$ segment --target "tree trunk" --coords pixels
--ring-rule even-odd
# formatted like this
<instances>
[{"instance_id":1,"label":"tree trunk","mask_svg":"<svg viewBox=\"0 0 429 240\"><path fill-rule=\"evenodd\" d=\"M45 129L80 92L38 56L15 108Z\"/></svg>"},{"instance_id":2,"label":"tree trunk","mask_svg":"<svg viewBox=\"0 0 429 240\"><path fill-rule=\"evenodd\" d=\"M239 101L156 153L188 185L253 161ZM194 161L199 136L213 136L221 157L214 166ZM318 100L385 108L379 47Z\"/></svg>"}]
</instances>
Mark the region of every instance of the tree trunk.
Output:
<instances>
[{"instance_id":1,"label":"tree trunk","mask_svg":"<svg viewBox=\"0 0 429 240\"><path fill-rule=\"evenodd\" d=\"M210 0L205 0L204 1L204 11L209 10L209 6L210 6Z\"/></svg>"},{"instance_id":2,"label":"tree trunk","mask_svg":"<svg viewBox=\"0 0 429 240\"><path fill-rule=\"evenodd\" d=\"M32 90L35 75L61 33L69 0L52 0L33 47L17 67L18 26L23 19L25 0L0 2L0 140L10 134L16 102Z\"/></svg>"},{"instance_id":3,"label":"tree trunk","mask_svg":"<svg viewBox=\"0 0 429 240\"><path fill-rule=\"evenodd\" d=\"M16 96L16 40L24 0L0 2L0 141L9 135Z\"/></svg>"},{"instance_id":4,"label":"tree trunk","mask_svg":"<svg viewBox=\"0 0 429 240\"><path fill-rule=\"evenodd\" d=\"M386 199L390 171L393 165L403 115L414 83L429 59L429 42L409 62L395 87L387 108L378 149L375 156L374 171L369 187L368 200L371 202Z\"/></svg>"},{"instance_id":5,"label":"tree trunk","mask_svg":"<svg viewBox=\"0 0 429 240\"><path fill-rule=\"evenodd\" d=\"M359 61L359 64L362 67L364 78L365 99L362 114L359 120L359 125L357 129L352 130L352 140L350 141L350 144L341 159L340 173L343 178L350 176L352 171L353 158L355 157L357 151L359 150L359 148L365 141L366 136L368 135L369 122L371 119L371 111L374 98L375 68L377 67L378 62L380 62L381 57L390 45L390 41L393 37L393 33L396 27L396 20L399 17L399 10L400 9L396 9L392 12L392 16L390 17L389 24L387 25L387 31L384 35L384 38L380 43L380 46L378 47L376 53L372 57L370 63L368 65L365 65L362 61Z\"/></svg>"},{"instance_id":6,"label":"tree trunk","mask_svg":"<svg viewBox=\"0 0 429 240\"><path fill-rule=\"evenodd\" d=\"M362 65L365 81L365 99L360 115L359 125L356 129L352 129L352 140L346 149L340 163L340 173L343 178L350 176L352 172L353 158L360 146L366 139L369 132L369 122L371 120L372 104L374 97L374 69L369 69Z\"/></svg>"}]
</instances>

-- -- --

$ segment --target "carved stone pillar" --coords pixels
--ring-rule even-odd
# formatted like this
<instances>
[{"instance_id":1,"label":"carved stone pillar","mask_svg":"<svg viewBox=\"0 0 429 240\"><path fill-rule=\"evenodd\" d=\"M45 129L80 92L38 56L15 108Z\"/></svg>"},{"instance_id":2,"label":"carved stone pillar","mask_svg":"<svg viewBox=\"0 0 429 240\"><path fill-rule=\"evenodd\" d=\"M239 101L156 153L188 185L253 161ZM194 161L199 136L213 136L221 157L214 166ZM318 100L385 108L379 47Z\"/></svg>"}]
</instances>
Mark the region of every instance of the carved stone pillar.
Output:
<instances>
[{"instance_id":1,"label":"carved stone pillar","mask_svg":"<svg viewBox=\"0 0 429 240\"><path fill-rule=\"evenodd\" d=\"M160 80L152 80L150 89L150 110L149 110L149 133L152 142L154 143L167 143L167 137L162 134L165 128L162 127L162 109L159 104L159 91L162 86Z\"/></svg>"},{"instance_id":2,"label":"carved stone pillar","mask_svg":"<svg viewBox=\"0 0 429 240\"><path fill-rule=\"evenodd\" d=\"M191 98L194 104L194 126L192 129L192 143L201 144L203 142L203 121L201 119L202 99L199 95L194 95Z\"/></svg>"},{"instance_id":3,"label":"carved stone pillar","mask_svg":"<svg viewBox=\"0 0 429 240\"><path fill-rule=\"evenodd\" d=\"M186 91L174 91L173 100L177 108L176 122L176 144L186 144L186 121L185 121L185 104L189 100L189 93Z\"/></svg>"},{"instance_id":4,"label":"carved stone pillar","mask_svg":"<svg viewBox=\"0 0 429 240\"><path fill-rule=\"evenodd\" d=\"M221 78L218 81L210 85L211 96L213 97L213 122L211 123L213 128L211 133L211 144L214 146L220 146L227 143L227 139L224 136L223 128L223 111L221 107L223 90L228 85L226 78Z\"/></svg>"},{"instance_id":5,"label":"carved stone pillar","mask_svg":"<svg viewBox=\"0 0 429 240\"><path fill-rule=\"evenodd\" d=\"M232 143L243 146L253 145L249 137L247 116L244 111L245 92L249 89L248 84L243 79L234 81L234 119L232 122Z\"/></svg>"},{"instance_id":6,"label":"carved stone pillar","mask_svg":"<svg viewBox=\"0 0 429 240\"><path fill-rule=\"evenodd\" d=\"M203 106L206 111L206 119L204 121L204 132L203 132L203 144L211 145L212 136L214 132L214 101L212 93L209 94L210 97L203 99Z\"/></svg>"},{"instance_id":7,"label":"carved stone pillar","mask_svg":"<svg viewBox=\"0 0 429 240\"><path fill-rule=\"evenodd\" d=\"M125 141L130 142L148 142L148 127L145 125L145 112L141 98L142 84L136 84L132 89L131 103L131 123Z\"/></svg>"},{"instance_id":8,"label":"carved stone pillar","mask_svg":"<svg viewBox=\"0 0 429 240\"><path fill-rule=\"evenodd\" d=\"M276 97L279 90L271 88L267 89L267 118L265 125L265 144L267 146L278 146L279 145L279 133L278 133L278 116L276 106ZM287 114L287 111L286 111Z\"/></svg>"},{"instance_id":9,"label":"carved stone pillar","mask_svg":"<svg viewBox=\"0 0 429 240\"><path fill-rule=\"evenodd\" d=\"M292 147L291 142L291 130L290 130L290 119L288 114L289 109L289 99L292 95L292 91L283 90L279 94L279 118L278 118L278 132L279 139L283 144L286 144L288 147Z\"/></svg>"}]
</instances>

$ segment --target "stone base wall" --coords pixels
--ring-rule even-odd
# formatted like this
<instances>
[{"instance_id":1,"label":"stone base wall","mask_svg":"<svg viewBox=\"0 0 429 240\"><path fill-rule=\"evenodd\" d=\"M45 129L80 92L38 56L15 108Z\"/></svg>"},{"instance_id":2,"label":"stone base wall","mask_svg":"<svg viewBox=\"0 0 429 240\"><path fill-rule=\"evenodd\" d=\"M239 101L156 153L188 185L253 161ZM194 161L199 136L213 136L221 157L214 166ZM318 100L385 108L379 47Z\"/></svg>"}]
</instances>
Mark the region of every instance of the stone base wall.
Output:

-- -- --

> **Requirement**
List each line of the entries that holds the string "wall".

> **Response to the exercise**
$ segment --target "stone base wall" --coords pixels
[{"instance_id":1,"label":"stone base wall","mask_svg":"<svg viewBox=\"0 0 429 240\"><path fill-rule=\"evenodd\" d=\"M45 129L80 92L38 56L15 108Z\"/></svg>"},{"instance_id":2,"label":"stone base wall","mask_svg":"<svg viewBox=\"0 0 429 240\"><path fill-rule=\"evenodd\" d=\"M239 101L156 153L188 185L253 161ZM194 161L199 136L213 136L221 157L214 166ZM318 100L385 108L379 47Z\"/></svg>"}]
Mark the region of every instance of the stone base wall.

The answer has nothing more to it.